"Isn't it amazing. You have got the Maori club, you've got the Chinese club, you've got every sort of club."
Peters said the Auckland University Students Association had made no comments supporting fascism or the Nazis, yet was effectively condemned by the Herald and others for not speaking out against fascism.
That showed the mainstream media's desire to suppress dissenting voices, he said.
The European club's withdrew its application to affiliate with the University of Auckland after criticism and fears it was a thinly veiled white nationalist group.
In a Facebook post the president of the fledgling club wrote it had become dangerous to continue in the face of "appalling rhetoric" and unfounded accusations of racism and racism.
He said the group rejected the "slanderous" accusations again it and said it had always been open to anyone of any ethnicity, viewpoint or belief.
Earlier, Auckland University Students' Association president Will Matthews said he was deeply concerned about the views and purposes of the group.
Race Relations Commissioner Dame Susan Devoy also fired a warning shot saying she would be keeping an eye on the group.
'DON'T BELIEVE WE CAN'T AFFORD THE FUTURE'
Peters' speech rallied against the economic direction New Zealand had been steered in under both National and Labour, "elite" Maori, and high immigration among other topics.
He attacked the Government's policy, announced this week, to increase the eligibility age for NZ Super to 67 in 20 years' time.
"They say that you are going to live longer. Well, if you know anybody in the medical profession they will tell you that there is a tsunami of medical conditions coming in this country and the very idea that we are going to have an ageing population may well not be true."

Dataset records:
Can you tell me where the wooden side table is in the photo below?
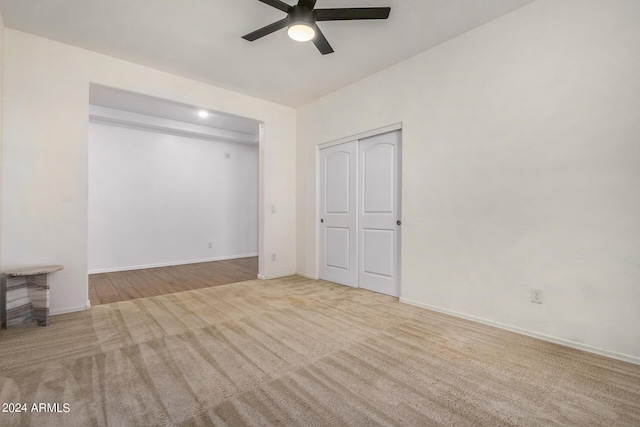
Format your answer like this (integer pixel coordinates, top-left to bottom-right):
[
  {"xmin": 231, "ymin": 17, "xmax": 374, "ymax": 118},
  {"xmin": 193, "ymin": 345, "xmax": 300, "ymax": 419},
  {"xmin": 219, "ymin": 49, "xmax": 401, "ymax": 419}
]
[{"xmin": 4, "ymin": 265, "xmax": 64, "ymax": 329}]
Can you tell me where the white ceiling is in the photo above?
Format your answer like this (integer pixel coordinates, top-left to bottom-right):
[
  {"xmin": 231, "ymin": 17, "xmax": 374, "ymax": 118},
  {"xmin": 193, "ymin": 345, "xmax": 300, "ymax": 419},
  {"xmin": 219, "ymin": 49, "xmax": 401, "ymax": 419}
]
[
  {"xmin": 0, "ymin": 0, "xmax": 533, "ymax": 107},
  {"xmin": 89, "ymin": 84, "xmax": 260, "ymax": 138}
]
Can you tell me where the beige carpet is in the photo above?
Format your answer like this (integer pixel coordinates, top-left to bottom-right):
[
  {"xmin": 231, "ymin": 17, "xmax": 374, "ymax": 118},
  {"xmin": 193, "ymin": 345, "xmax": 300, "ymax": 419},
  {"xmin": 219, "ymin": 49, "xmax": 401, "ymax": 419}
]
[{"xmin": 0, "ymin": 276, "xmax": 640, "ymax": 427}]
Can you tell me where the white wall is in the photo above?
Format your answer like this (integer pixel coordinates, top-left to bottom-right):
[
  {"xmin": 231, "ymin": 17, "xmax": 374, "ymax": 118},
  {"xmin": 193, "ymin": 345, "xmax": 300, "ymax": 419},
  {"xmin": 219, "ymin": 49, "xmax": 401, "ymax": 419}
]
[
  {"xmin": 297, "ymin": 0, "xmax": 640, "ymax": 363},
  {"xmin": 88, "ymin": 119, "xmax": 258, "ymax": 273},
  {"xmin": 0, "ymin": 13, "xmax": 5, "ymax": 327},
  {"xmin": 2, "ymin": 29, "xmax": 296, "ymax": 313}
]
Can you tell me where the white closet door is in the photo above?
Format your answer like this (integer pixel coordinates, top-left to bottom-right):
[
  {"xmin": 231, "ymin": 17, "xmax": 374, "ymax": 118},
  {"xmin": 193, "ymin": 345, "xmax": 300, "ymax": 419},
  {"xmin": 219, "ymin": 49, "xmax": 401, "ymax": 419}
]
[
  {"xmin": 358, "ymin": 131, "xmax": 401, "ymax": 296},
  {"xmin": 319, "ymin": 141, "xmax": 358, "ymax": 287}
]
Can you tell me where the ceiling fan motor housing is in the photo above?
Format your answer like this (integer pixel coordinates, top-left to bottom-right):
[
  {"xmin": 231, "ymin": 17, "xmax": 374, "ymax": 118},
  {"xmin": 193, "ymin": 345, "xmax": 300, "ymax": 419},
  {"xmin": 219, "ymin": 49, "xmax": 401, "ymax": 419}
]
[{"xmin": 288, "ymin": 6, "xmax": 316, "ymax": 28}]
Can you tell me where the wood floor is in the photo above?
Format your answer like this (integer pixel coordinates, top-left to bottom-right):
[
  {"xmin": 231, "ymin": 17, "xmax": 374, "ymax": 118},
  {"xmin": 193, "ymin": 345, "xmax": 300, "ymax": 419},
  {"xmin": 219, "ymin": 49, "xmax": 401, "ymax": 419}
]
[{"xmin": 89, "ymin": 257, "xmax": 258, "ymax": 306}]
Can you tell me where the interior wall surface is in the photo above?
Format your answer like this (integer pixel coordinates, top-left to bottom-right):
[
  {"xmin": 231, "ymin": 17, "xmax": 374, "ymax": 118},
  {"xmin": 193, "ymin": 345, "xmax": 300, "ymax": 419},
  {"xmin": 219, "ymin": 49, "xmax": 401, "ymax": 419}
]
[
  {"xmin": 88, "ymin": 122, "xmax": 258, "ymax": 273},
  {"xmin": 2, "ymin": 29, "xmax": 296, "ymax": 314},
  {"xmin": 297, "ymin": 0, "xmax": 640, "ymax": 363}
]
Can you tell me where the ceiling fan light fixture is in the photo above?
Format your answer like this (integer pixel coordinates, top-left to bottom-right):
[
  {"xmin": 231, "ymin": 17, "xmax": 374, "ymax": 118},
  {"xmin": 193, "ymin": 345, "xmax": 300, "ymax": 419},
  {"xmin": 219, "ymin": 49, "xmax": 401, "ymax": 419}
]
[{"xmin": 287, "ymin": 22, "xmax": 316, "ymax": 42}]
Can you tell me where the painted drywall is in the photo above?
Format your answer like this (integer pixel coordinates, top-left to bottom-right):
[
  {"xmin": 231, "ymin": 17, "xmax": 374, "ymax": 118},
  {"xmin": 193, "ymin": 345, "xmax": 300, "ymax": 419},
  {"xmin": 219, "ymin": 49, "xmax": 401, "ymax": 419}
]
[
  {"xmin": 296, "ymin": 0, "xmax": 640, "ymax": 363},
  {"xmin": 88, "ymin": 117, "xmax": 258, "ymax": 273},
  {"xmin": 2, "ymin": 29, "xmax": 296, "ymax": 313},
  {"xmin": 0, "ymin": 13, "xmax": 5, "ymax": 327}
]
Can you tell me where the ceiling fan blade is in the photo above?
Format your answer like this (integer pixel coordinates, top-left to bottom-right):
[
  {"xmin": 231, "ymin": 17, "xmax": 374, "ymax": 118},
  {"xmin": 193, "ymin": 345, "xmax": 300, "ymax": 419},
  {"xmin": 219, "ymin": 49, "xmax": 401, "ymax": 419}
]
[
  {"xmin": 313, "ymin": 25, "xmax": 333, "ymax": 55},
  {"xmin": 259, "ymin": 0, "xmax": 291, "ymax": 13},
  {"xmin": 242, "ymin": 18, "xmax": 289, "ymax": 42},
  {"xmin": 298, "ymin": 0, "xmax": 316, "ymax": 9},
  {"xmin": 315, "ymin": 7, "xmax": 391, "ymax": 21}
]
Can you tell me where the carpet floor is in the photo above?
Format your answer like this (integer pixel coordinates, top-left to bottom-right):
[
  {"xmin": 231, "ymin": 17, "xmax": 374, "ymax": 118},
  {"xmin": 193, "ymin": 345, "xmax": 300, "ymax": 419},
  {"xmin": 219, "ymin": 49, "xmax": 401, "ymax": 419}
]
[{"xmin": 0, "ymin": 276, "xmax": 640, "ymax": 427}]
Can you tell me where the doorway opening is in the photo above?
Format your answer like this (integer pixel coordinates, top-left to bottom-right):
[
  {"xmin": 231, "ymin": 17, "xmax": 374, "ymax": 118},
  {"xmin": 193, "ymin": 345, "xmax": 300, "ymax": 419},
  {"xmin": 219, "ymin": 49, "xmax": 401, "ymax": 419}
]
[{"xmin": 88, "ymin": 84, "xmax": 262, "ymax": 305}]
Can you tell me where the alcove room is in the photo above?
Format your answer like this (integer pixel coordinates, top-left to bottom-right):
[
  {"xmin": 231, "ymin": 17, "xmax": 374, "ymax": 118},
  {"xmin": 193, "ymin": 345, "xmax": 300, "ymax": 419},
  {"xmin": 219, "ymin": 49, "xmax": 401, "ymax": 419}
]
[
  {"xmin": 0, "ymin": 0, "xmax": 640, "ymax": 427},
  {"xmin": 88, "ymin": 85, "xmax": 260, "ymax": 305}
]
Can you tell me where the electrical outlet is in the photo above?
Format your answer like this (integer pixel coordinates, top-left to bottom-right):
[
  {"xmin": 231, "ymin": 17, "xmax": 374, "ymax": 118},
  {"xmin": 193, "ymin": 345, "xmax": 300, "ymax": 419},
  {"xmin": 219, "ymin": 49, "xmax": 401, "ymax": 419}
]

Problem details — Could you carry on the news report about Peters' speech, starting right after its last quoted remark about an ageing population?

Expected output —
New Zealand could greatly increase its GDP, Peters said.
"When they say we can't afford the future, what they are really saying is, 'We are so hopeless at running the economy we have got no confidence in how well we will do into the future."
Peters fielded questions on the South China Sea, TPP, the Middle East, West Papua, the housing crisis and what the weirdest photoshop Peters had seen of himself on the internet.
"Maybe I'm too embarrassed to tell you," was the answer to the photoshop query, before Peters warned the young audience to think twice what they put on social media.
"Whether they say it's a matter of privacy or not, if I was hiring you I'd like to know what you were like back then, and I'd just trawl through."
Peters finished his talk with more advice, telling the students that being "footloose and fancy-free" at university would be the greatest time of their life, and they should pursue happiness in life so long as it wasn't to the detriment of others.